* OBJECTIVE:
Reproduce each of the following lines word for word.

==== DATA SHOWN ====

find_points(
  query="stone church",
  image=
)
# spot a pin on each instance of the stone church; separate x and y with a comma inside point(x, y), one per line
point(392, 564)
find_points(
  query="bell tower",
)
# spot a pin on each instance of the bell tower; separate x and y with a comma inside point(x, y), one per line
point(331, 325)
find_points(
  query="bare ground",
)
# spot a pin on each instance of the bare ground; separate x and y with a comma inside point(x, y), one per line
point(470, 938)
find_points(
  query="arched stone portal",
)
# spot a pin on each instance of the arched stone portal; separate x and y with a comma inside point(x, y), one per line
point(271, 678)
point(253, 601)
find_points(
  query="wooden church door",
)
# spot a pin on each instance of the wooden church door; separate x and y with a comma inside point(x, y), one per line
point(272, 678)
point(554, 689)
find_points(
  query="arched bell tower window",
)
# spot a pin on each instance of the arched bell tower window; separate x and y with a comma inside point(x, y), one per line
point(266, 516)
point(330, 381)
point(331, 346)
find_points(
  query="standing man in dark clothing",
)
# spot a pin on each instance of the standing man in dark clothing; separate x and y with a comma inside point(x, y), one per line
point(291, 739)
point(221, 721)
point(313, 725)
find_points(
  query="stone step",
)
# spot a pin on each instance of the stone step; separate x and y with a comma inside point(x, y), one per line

====

* EXPECTED ANSWER:
find_points(
  query="stone church",
  image=
)
# spot a pin on each instance of the stone church; separate x and y with a comma inside point(x, y), one per line
point(392, 564)
find_points(
  query="bell tower",
)
# spot a pin on each instance of the bell tower; separate x and y with a comma inside point(x, y), one per line
point(331, 325)
find_points(
  query="bare ground",
)
# spot a pin on each instance of the bare ground; separate x and y with a comma inside point(x, y), one per line
point(470, 938)
find_points(
  query="arched stone portal",
)
# spot a pin on each instance of the arched stone portal; separate x and y with a comma inside point(x, y), one per line
point(271, 678)
point(253, 601)
find_points(
  query="wooden church door",
)
# spot a pin on each instance of the wooden church door; separate x and y with a comma inside point(x, y), one per line
point(272, 678)
point(554, 689)
find_points(
  query="arched bell tower window",
)
# spot a pin on each instance of the arched bell tower window; separate x and y with a comma inside point(x, y), one per line
point(266, 516)
point(330, 381)
point(331, 346)
find_points(
  query="standing man in dark clothing",
)
# spot a pin on each instance of the standing man in dark clothing; separate x and y with a comma inside point(x, y), one per line
point(291, 739)
point(221, 721)
point(313, 725)
find_points(
  query="stone step",
)
# spot a pin on each instance of the stone step; separate x and y with a comma inside point(x, y), one per line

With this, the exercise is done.